→ Your task
Among the lines below, restate word for word only those from the line with "written like <point>559,368</point>." through the line with "written like <point>1080,165</point>.", with both end lines kept.

→ Given records

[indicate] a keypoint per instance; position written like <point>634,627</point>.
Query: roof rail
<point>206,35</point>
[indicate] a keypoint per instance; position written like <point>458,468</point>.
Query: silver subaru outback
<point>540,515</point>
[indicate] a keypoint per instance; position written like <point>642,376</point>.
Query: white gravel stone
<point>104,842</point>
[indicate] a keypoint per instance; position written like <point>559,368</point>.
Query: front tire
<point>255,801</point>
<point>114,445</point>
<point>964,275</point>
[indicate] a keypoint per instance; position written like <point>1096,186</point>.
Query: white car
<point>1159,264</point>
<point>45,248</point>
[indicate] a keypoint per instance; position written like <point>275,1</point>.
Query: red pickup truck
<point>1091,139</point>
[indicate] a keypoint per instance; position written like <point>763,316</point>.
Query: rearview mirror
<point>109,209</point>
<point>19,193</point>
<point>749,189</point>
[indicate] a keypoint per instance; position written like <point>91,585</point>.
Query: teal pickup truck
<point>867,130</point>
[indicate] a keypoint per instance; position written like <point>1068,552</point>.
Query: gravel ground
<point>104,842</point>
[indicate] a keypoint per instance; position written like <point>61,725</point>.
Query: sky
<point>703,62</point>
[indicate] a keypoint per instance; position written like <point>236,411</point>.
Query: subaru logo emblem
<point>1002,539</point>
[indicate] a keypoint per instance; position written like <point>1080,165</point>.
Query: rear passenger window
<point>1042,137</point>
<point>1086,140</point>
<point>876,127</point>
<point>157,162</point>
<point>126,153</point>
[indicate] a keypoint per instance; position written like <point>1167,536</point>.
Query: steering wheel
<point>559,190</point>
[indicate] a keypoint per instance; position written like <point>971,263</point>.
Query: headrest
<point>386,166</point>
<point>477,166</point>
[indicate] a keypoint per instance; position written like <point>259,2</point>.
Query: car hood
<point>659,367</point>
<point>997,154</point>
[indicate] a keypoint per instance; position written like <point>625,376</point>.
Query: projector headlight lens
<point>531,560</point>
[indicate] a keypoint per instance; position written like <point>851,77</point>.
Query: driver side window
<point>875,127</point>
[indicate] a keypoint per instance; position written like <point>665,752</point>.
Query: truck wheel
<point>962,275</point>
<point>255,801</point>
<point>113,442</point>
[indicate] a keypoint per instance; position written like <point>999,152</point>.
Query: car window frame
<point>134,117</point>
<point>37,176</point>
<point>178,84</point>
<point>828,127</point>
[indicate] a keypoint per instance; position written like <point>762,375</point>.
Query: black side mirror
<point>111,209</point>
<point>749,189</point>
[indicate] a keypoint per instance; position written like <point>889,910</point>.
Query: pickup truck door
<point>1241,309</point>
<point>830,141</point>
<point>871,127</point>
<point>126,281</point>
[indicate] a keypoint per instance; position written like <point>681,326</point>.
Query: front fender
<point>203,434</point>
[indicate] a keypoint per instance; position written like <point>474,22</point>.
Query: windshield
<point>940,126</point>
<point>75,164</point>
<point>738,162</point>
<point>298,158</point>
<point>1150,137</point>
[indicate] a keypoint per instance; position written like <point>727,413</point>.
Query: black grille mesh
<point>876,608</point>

→ Answer section
[indicate] a keypoint per instance; position written like <point>559,368</point>.
Query: front tire
<point>255,801</point>
<point>114,445</point>
<point>964,275</point>
[indicate] a keypoint per instance; position written like <point>1096,186</point>.
Query: white car
<point>1159,264</point>
<point>45,248</point>
[indicate] a keypoint per instance; position written like <point>275,1</point>.
Query: red pickup truck
<point>1091,139</point>
[indicate] a keypoint per instance; position written like <point>763,316</point>.
Query: rearview mirror
<point>109,209</point>
<point>19,193</point>
<point>749,189</point>
[indicate] a keypoint per instance; position written like <point>91,585</point>.
Query: teal pickup truck
<point>867,130</point>
[indicate] a keypoint per instance; position written like <point>1068,552</point>.
Query: gravel ground
<point>104,842</point>
[indicate] a keypoint per instance; position written like <point>61,725</point>.
Query: sky
<point>703,62</point>
[indicate] a keypoint per instance; position written like <point>236,411</point>.
Query: subaru logo emblem
<point>1002,539</point>
[indicate] a keypoint per instance; position written like <point>1080,165</point>.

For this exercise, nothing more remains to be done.